* **Task to carry out**
Please show every line in the entries below that includes the word "patterned".
[Opening Data to process section]
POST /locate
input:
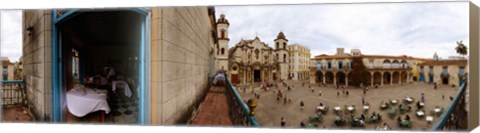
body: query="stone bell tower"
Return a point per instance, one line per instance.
(281, 53)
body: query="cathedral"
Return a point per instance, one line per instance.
(251, 61)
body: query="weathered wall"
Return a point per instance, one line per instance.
(180, 53)
(37, 62)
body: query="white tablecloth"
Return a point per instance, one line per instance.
(80, 103)
(420, 113)
(126, 89)
(350, 108)
(366, 107)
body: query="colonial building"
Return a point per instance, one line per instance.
(451, 71)
(221, 60)
(299, 62)
(8, 69)
(383, 70)
(166, 53)
(253, 61)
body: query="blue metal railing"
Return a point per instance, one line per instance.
(455, 116)
(13, 92)
(239, 111)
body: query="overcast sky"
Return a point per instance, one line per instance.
(414, 29)
(11, 34)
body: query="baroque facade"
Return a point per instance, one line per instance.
(299, 62)
(383, 70)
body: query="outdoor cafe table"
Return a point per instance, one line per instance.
(420, 113)
(405, 123)
(394, 101)
(337, 108)
(366, 107)
(350, 108)
(126, 90)
(408, 99)
(81, 102)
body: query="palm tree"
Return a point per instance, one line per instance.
(461, 48)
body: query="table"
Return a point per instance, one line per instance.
(429, 118)
(350, 108)
(437, 110)
(366, 107)
(408, 99)
(82, 101)
(126, 89)
(420, 113)
(337, 108)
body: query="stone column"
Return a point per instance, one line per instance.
(346, 80)
(391, 78)
(381, 83)
(335, 79)
(400, 79)
(323, 76)
(371, 81)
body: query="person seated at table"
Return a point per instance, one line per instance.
(362, 123)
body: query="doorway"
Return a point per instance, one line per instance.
(101, 44)
(256, 76)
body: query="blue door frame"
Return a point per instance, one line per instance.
(144, 65)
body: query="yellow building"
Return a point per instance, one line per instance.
(299, 62)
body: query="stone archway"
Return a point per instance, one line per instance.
(396, 77)
(319, 77)
(377, 78)
(387, 78)
(341, 78)
(329, 78)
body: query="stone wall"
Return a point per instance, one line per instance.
(37, 58)
(181, 42)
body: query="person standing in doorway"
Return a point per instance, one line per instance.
(301, 105)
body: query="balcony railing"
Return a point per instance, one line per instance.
(239, 111)
(455, 116)
(13, 92)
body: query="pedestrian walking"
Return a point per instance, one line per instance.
(282, 122)
(363, 100)
(301, 105)
(423, 97)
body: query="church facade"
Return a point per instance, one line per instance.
(251, 61)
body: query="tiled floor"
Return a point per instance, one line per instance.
(15, 114)
(269, 111)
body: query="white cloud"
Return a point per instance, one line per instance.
(11, 34)
(415, 29)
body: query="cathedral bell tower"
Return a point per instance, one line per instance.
(281, 55)
(222, 48)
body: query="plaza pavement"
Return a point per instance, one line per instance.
(269, 111)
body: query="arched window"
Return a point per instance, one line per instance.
(222, 35)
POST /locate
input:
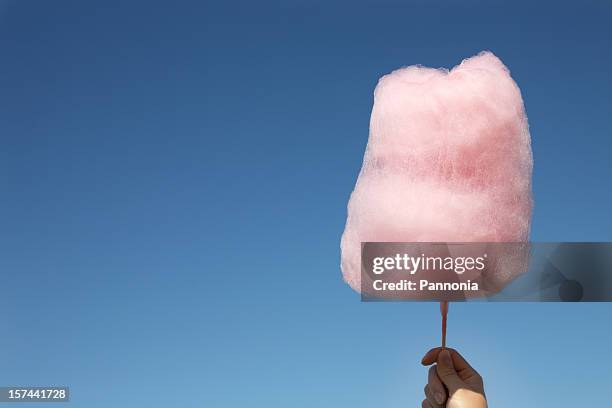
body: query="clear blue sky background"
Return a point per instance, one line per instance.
(174, 179)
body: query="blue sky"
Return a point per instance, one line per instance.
(174, 184)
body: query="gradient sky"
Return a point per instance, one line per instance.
(174, 179)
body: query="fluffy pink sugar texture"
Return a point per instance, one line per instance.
(448, 160)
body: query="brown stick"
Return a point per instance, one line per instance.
(444, 311)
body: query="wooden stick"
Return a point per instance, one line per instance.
(444, 311)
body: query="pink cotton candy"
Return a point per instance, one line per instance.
(448, 160)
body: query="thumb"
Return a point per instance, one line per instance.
(446, 371)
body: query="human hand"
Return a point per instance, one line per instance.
(452, 383)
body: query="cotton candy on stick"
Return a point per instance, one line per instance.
(448, 160)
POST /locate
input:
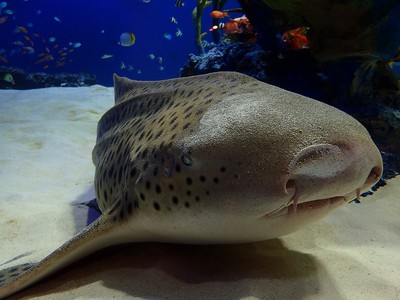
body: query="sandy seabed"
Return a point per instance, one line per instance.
(46, 139)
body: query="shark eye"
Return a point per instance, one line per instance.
(187, 160)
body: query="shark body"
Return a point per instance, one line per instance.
(217, 158)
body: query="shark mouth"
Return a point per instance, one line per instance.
(295, 208)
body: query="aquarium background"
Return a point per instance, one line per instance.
(87, 30)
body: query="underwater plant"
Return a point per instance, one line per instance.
(197, 17)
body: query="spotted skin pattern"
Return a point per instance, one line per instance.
(207, 159)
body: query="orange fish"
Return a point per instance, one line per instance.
(23, 29)
(216, 14)
(232, 27)
(3, 59)
(296, 39)
(3, 19)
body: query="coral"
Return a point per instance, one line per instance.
(197, 16)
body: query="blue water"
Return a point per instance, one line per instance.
(97, 25)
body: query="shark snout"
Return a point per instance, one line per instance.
(325, 171)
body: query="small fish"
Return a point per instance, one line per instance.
(178, 32)
(216, 14)
(296, 39)
(179, 3)
(106, 56)
(29, 50)
(127, 39)
(18, 43)
(168, 36)
(9, 78)
(75, 44)
(215, 27)
(3, 19)
(22, 29)
(3, 59)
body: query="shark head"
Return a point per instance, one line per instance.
(259, 165)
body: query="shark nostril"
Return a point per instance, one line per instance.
(374, 176)
(290, 186)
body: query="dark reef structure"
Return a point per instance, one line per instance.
(15, 78)
(347, 65)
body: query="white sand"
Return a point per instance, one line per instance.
(46, 138)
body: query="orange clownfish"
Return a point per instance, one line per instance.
(296, 39)
(216, 14)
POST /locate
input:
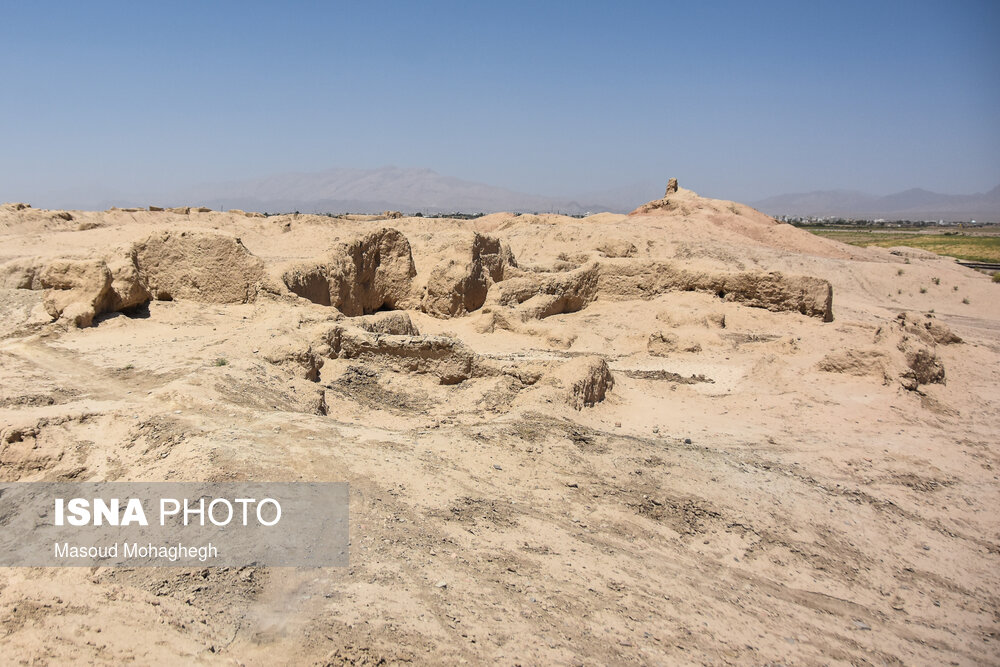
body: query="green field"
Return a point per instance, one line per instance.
(969, 247)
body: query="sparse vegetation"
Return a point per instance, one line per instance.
(965, 246)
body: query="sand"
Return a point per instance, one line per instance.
(619, 439)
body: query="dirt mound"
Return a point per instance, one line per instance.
(369, 274)
(540, 295)
(904, 350)
(587, 381)
(772, 290)
(198, 266)
(397, 323)
(446, 358)
(465, 266)
(617, 248)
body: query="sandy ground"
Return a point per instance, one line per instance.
(727, 501)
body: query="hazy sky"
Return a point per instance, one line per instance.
(738, 99)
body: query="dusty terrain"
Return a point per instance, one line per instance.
(690, 435)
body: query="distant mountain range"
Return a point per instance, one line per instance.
(915, 204)
(377, 190)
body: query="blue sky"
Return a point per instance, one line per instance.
(739, 100)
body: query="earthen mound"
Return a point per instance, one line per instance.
(465, 269)
(587, 381)
(198, 266)
(369, 274)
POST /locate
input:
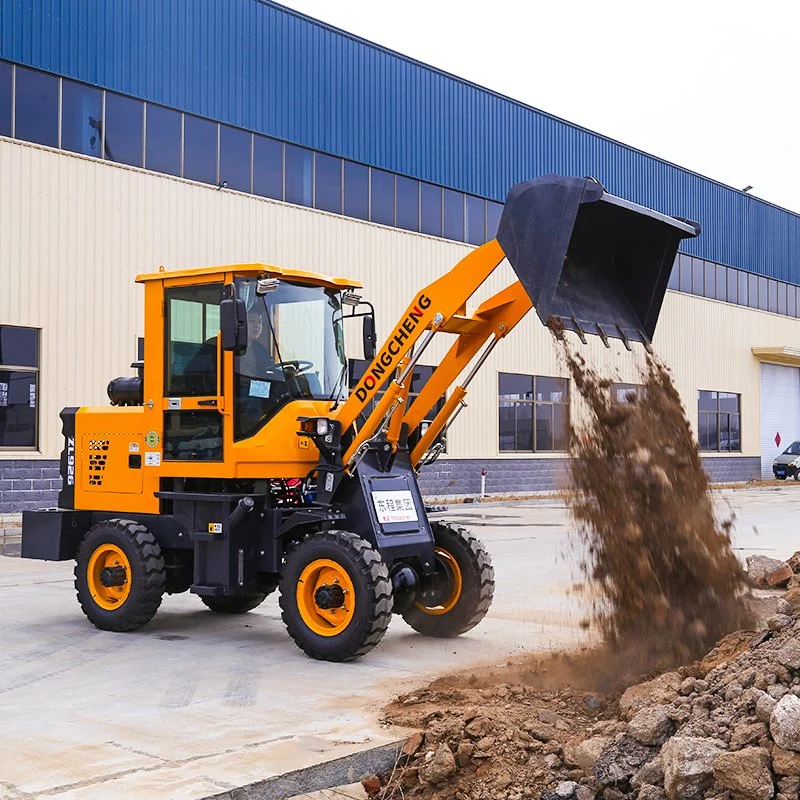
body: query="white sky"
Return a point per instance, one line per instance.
(713, 86)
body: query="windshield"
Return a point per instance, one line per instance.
(295, 350)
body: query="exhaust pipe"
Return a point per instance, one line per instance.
(596, 262)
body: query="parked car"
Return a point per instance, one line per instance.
(787, 464)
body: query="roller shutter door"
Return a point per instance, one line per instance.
(780, 411)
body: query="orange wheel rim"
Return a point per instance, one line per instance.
(450, 565)
(108, 556)
(321, 573)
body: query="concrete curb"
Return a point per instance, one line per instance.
(339, 772)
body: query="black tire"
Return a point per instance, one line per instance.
(234, 605)
(144, 575)
(371, 585)
(477, 585)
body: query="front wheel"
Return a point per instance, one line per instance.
(459, 595)
(119, 575)
(336, 597)
(234, 605)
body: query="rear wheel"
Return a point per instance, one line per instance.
(336, 597)
(234, 605)
(119, 575)
(460, 594)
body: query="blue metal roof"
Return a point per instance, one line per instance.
(266, 68)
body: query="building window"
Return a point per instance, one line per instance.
(476, 220)
(328, 183)
(36, 107)
(234, 158)
(123, 129)
(19, 387)
(431, 209)
(5, 98)
(381, 197)
(81, 118)
(626, 392)
(407, 201)
(719, 421)
(453, 215)
(356, 190)
(199, 149)
(533, 413)
(298, 181)
(268, 167)
(163, 140)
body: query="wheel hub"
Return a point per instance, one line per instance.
(113, 576)
(329, 596)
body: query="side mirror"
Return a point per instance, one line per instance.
(370, 339)
(233, 324)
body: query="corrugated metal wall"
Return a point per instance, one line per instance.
(77, 231)
(254, 64)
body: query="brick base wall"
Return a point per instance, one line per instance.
(28, 484)
(35, 484)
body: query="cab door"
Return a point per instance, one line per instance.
(193, 402)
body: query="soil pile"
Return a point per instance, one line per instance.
(661, 563)
(724, 727)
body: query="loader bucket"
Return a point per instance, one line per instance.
(598, 263)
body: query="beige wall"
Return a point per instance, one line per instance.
(76, 231)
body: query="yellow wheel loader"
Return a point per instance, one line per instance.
(233, 465)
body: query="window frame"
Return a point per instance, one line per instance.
(534, 405)
(717, 415)
(36, 370)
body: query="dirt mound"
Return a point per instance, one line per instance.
(661, 563)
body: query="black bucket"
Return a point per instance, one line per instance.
(598, 263)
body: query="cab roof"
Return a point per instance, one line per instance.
(254, 270)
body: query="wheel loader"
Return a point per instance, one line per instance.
(233, 464)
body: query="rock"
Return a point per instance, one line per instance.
(745, 773)
(779, 577)
(442, 766)
(479, 727)
(412, 744)
(758, 567)
(688, 766)
(371, 784)
(746, 734)
(650, 792)
(792, 597)
(540, 731)
(764, 706)
(782, 607)
(586, 753)
(777, 622)
(651, 725)
(464, 752)
(784, 723)
(660, 690)
(789, 654)
(785, 762)
(620, 760)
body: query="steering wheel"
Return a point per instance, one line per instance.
(296, 367)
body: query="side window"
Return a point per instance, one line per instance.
(192, 320)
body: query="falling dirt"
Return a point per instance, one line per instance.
(661, 563)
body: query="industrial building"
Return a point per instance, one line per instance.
(182, 134)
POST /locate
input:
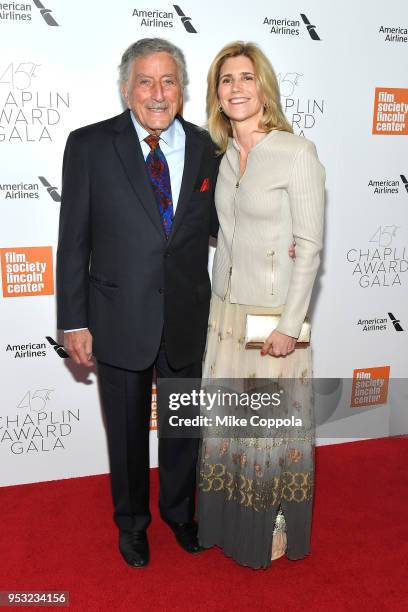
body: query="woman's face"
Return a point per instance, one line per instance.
(237, 90)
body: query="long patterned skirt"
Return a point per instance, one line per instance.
(255, 493)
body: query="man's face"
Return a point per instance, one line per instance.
(153, 91)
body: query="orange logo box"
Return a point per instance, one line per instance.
(153, 414)
(390, 111)
(370, 386)
(27, 271)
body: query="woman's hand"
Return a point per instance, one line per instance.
(278, 345)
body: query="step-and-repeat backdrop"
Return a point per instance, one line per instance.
(343, 73)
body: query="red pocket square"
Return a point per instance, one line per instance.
(205, 185)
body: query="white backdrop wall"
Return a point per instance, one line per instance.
(58, 71)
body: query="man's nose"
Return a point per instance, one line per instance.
(157, 92)
(236, 85)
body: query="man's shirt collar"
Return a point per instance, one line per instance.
(169, 136)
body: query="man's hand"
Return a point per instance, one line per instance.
(79, 347)
(278, 345)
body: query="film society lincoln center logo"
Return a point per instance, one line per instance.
(370, 386)
(390, 111)
(27, 271)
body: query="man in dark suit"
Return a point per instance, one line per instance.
(132, 282)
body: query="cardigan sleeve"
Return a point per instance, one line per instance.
(306, 201)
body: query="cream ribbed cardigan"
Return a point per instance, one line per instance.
(279, 196)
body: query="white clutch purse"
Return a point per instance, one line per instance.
(258, 328)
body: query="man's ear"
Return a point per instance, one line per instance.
(124, 91)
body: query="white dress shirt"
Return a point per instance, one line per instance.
(173, 144)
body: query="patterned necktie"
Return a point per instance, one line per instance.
(160, 179)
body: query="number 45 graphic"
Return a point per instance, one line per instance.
(384, 234)
(36, 400)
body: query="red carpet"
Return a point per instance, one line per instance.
(60, 536)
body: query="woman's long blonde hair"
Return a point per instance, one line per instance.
(273, 118)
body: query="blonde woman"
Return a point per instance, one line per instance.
(255, 494)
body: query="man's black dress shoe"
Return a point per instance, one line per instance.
(186, 535)
(134, 547)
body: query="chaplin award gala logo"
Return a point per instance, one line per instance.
(27, 271)
(370, 386)
(390, 111)
(302, 112)
(31, 110)
(382, 263)
(37, 426)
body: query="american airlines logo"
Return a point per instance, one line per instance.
(158, 18)
(405, 181)
(51, 190)
(310, 28)
(45, 13)
(396, 322)
(58, 348)
(186, 21)
(380, 324)
(288, 26)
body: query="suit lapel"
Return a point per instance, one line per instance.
(192, 159)
(131, 156)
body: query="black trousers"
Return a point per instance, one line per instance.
(126, 399)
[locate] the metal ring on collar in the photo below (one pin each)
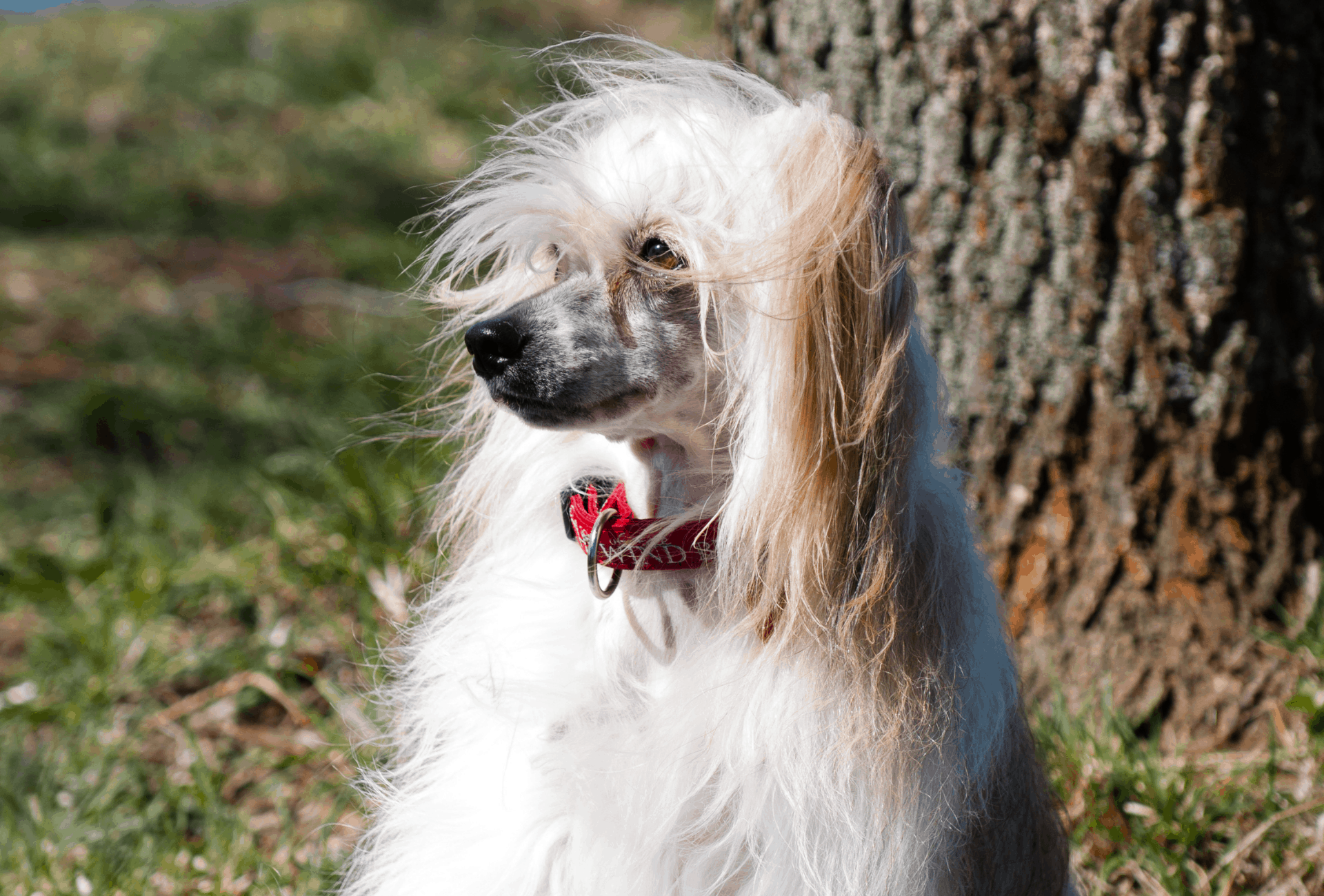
(601, 593)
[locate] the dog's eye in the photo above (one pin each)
(656, 252)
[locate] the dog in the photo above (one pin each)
(699, 381)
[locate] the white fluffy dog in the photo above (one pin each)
(690, 307)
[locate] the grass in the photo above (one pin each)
(200, 556)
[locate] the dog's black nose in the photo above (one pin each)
(494, 345)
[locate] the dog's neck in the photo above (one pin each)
(683, 471)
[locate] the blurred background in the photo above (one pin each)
(200, 319)
(204, 326)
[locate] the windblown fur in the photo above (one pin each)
(841, 715)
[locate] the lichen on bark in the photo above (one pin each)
(1116, 212)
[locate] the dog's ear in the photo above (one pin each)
(833, 404)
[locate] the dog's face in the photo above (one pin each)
(613, 340)
(608, 342)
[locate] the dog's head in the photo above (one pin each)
(613, 339)
(632, 237)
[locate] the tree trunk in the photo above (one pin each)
(1116, 211)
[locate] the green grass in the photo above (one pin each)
(185, 489)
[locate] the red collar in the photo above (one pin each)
(625, 542)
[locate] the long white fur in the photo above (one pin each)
(536, 746)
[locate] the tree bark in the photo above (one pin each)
(1116, 214)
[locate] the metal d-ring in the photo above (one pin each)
(599, 592)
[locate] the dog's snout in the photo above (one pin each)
(494, 345)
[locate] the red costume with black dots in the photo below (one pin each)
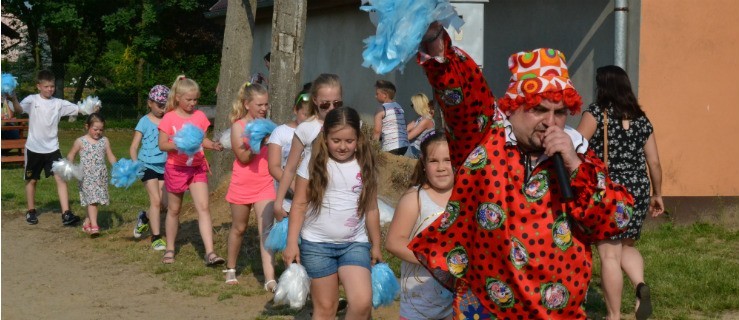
(504, 245)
[Closing Data to process section]
* **Your response**
body: query="long patterned skirt"
body: query="patterned necktie"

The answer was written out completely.